(Region pointing data)
Segment Open

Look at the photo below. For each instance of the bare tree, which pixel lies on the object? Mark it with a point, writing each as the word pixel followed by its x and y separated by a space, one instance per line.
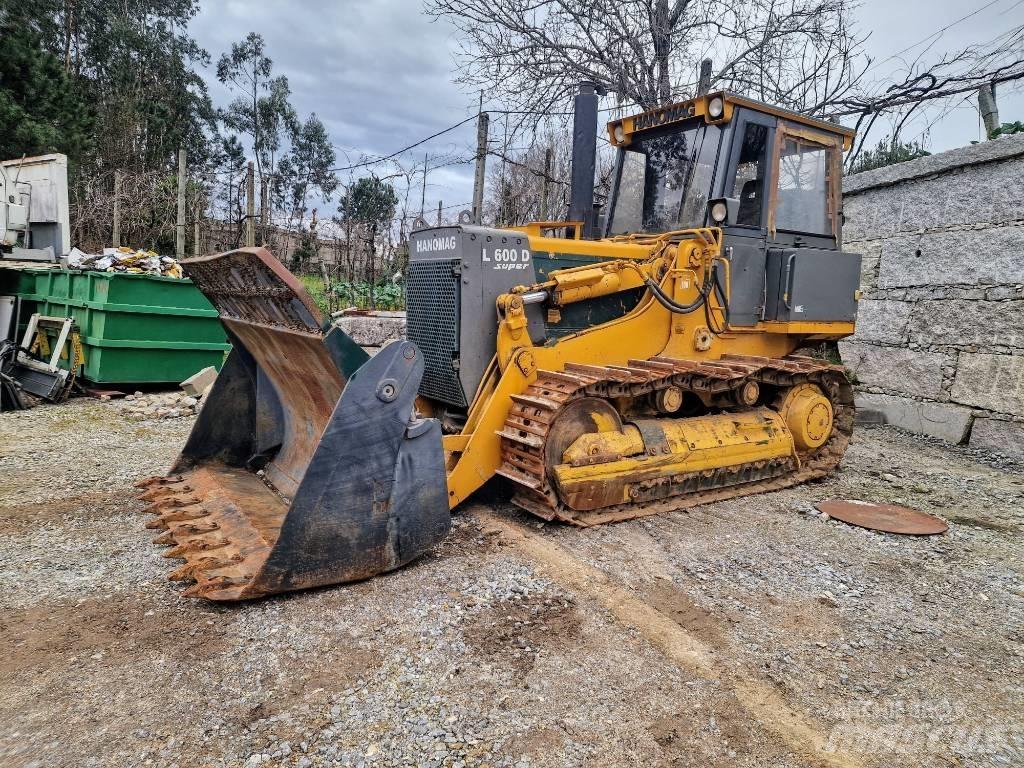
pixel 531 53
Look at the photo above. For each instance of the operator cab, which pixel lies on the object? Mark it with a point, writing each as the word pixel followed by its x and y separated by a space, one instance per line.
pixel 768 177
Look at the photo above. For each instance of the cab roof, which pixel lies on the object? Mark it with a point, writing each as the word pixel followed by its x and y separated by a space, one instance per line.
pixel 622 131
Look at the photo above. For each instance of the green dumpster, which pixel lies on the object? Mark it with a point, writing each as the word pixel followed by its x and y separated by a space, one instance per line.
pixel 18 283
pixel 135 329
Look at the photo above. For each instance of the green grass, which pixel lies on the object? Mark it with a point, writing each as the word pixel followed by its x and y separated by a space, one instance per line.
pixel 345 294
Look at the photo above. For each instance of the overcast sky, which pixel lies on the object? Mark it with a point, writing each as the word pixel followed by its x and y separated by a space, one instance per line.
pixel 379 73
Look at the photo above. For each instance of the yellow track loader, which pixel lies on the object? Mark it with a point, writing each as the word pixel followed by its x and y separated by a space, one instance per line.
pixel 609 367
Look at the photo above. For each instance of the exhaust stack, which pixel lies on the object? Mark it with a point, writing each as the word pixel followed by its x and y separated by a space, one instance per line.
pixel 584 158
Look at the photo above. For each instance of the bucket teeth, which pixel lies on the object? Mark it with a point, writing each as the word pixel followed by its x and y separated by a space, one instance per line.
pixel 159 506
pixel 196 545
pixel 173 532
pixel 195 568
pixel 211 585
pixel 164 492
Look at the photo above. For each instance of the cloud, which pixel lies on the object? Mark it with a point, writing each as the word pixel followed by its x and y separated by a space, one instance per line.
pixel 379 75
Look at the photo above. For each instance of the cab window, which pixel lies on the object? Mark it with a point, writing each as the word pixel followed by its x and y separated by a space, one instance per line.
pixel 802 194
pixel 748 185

Segment Closed

Go back to the data above and please quote exactly, and only, the lines from the line with "Look at the photo above. For each instance of the bucket" through its last line.

_Answer:_
Look at the photo above. For each instance of the bucket teeth, which pixel lies on the object? Mark it with a point, writing each as the word pixel followed by its x and y separated by a space, one instance per line.
pixel 159 506
pixel 196 545
pixel 173 532
pixel 195 568
pixel 211 585
pixel 164 492
Look at the photo above. For each instance of the cloud, which pixel lies on the object? Mark it with a point, writing each as the word pixel followed by its x and y separated by a space, one instance per line.
pixel 379 75
Look at the photo above. For each instance of the cab window, which pixel lies on the object? Mark it with a point, writing each as the word pixel followed by its x and y separated by a space, one instance per line.
pixel 802 194
pixel 748 185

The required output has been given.